* Image point grounding data
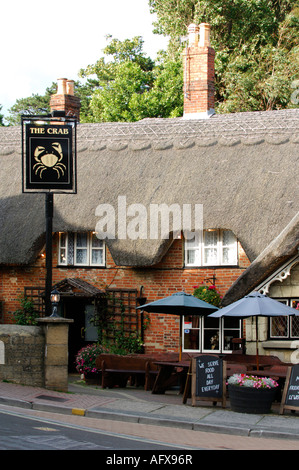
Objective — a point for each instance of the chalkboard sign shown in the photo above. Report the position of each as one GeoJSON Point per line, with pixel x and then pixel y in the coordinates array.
{"type": "Point", "coordinates": [290, 397]}
{"type": "Point", "coordinates": [208, 379]}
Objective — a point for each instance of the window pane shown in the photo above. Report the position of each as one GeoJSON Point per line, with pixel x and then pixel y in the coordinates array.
{"type": "Point", "coordinates": [95, 241]}
{"type": "Point", "coordinates": [295, 327]}
{"type": "Point", "coordinates": [191, 256]}
{"type": "Point", "coordinates": [81, 256]}
{"type": "Point", "coordinates": [279, 326]}
{"type": "Point", "coordinates": [229, 247]}
{"type": "Point", "coordinates": [211, 334]}
{"type": "Point", "coordinates": [210, 247]}
{"type": "Point", "coordinates": [81, 240]}
{"type": "Point", "coordinates": [231, 322]}
{"type": "Point", "coordinates": [62, 239]}
{"type": "Point", "coordinates": [191, 336]}
{"type": "Point", "coordinates": [97, 257]}
{"type": "Point", "coordinates": [62, 256]}
{"type": "Point", "coordinates": [211, 256]}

* Exercise description
Look for "Objective — a point for each instance of the window" in the records. Write out its line and every later line through the end exactly, with nothing more.

* Exercise response
Objective — a point for each instance of the window pane shown in the photo above. Report the position of each as one GeoJSON Point per line, with pixel x and then pixel y in the coordinates array.
{"type": "Point", "coordinates": [95, 241]}
{"type": "Point", "coordinates": [295, 327]}
{"type": "Point", "coordinates": [191, 256]}
{"type": "Point", "coordinates": [81, 256]}
{"type": "Point", "coordinates": [279, 326]}
{"type": "Point", "coordinates": [229, 247]}
{"type": "Point", "coordinates": [211, 334]}
{"type": "Point", "coordinates": [210, 247]}
{"type": "Point", "coordinates": [81, 240]}
{"type": "Point", "coordinates": [231, 322]}
{"type": "Point", "coordinates": [62, 239]}
{"type": "Point", "coordinates": [191, 336]}
{"type": "Point", "coordinates": [97, 257]}
{"type": "Point", "coordinates": [62, 256]}
{"type": "Point", "coordinates": [211, 256]}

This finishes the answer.